WORK ORDER = Print the complete set of entries exactly.

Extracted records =

--- START ---

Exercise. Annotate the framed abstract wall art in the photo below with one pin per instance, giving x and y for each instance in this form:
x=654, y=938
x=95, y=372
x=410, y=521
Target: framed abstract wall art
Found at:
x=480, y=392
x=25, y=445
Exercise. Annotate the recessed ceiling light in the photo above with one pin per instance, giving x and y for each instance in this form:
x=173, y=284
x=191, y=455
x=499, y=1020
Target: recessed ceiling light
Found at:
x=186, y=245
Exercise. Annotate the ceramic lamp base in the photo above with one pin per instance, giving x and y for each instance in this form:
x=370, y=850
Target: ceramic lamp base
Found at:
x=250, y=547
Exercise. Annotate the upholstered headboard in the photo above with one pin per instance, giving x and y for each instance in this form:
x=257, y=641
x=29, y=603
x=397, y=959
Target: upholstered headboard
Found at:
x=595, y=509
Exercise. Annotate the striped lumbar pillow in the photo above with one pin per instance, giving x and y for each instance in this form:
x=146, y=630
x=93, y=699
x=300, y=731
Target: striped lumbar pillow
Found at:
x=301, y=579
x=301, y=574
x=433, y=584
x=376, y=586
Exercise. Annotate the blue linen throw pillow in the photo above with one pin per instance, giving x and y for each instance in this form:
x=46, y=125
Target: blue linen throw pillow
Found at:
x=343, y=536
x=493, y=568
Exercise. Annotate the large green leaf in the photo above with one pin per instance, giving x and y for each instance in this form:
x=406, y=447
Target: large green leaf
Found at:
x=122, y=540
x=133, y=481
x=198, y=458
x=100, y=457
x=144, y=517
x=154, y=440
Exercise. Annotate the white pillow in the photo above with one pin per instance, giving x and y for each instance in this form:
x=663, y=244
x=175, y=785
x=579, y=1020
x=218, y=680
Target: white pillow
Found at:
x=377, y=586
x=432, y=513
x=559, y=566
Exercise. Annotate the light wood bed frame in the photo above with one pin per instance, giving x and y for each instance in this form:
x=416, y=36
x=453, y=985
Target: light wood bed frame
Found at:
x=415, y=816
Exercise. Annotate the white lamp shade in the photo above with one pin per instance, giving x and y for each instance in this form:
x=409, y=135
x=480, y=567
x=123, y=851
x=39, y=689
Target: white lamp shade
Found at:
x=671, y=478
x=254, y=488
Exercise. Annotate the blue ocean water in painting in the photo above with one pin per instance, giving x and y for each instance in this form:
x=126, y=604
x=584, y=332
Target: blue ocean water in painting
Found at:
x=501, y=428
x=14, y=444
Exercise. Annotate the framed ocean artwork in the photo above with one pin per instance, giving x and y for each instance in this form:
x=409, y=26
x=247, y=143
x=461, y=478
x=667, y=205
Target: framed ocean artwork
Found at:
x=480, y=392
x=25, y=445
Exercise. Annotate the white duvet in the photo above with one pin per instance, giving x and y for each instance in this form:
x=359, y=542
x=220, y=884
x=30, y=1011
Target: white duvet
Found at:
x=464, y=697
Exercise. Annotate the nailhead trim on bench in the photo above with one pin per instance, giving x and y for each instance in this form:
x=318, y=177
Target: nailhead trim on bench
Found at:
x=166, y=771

--- END ---

EXPECTED OUTPUT =
Exercise. Annotate the framed abstract wall art in the photo below with one pin per instance, giving x and y for each instance in this form:
x=654, y=938
x=95, y=372
x=410, y=521
Target: framed abstract wall art
Found at:
x=480, y=392
x=25, y=445
Exercise. Annotate the recessed ceiling light in the photo above with one pin per instance, giving x and y for each instance in this form:
x=173, y=284
x=191, y=455
x=499, y=1020
Target: recessed ceiling light
Found at:
x=186, y=245
Exercise. Annotate the ceramic lamp base in the photo above with one pin per instance, giving x and y for each instance in this form:
x=370, y=850
Target: ceramic lamp base
Found at:
x=250, y=547
Exercise. Annotate the upholstered headboard in the photo above with one pin per instance, giving x and y for each instance in this form:
x=257, y=641
x=29, y=603
x=397, y=959
Target: upholstered headboard
Found at:
x=595, y=509
Exercise. Annotate the striped lumbar pillow in the photo above with one pin per instance, giving x and y for each instance in this form:
x=146, y=630
x=93, y=699
x=300, y=731
Target: striped lumbar pillow
Found at:
x=301, y=579
x=301, y=574
x=433, y=584
x=376, y=586
Exercise. Annotate the blue linen throw pillow in the photo above with one pin per instance, giving x and y for each instance in this form:
x=46, y=125
Target: blue linen throw pillow
Found at:
x=343, y=536
x=493, y=568
Exercise. Annotate the large green leaf in the photo above with one pin per instance, giving x and y for each instance in this form:
x=406, y=447
Target: large green leaf
Found at:
x=122, y=540
x=133, y=481
x=198, y=458
x=100, y=457
x=144, y=517
x=154, y=440
Exercise. Annotate the white pillow in the photo above with one pin per instance, giving x and y for each instance in this form:
x=663, y=244
x=175, y=785
x=579, y=1020
x=218, y=680
Target: white pillow
Found at:
x=377, y=586
x=432, y=513
x=559, y=566
Exercise. Annotate the light wood bed frame in the photo above with one pin per instance, giving x and y for each instance in this form:
x=416, y=36
x=453, y=985
Target: light wood bed frame
Found at:
x=415, y=816
Exercise. Annotate the white lamp shade in the photo above with one pin per instance, giving x and y for each instance in this form:
x=409, y=135
x=480, y=567
x=123, y=851
x=39, y=689
Target: white lamp shade
Found at:
x=671, y=478
x=254, y=488
Exercise. Annotate the blue ocean water in painting in the photo above with one pin per instance, giving x and y for each instance in this form:
x=126, y=604
x=584, y=332
Target: blue ocean water in painting
Found at:
x=501, y=428
x=14, y=444
Exercise. Annotate the framed ocean artwork in the photo above with one pin per instance, giving x and y for each instance in this form:
x=409, y=26
x=247, y=143
x=461, y=478
x=667, y=205
Target: framed ocean artwork
Found at:
x=480, y=392
x=25, y=445
Exercise. Annotate the white duvet in the photo above with one pin per instance, giving x and y for each instance in this form:
x=359, y=542
x=220, y=884
x=30, y=1011
Target: white duvet
Found at:
x=464, y=697
Exercise. Annotate the nailhead trim on bench in the photo above with one pin per instance, giving x and y for each instance in this form:
x=318, y=177
Target: nailhead trim on bench
Found at:
x=166, y=771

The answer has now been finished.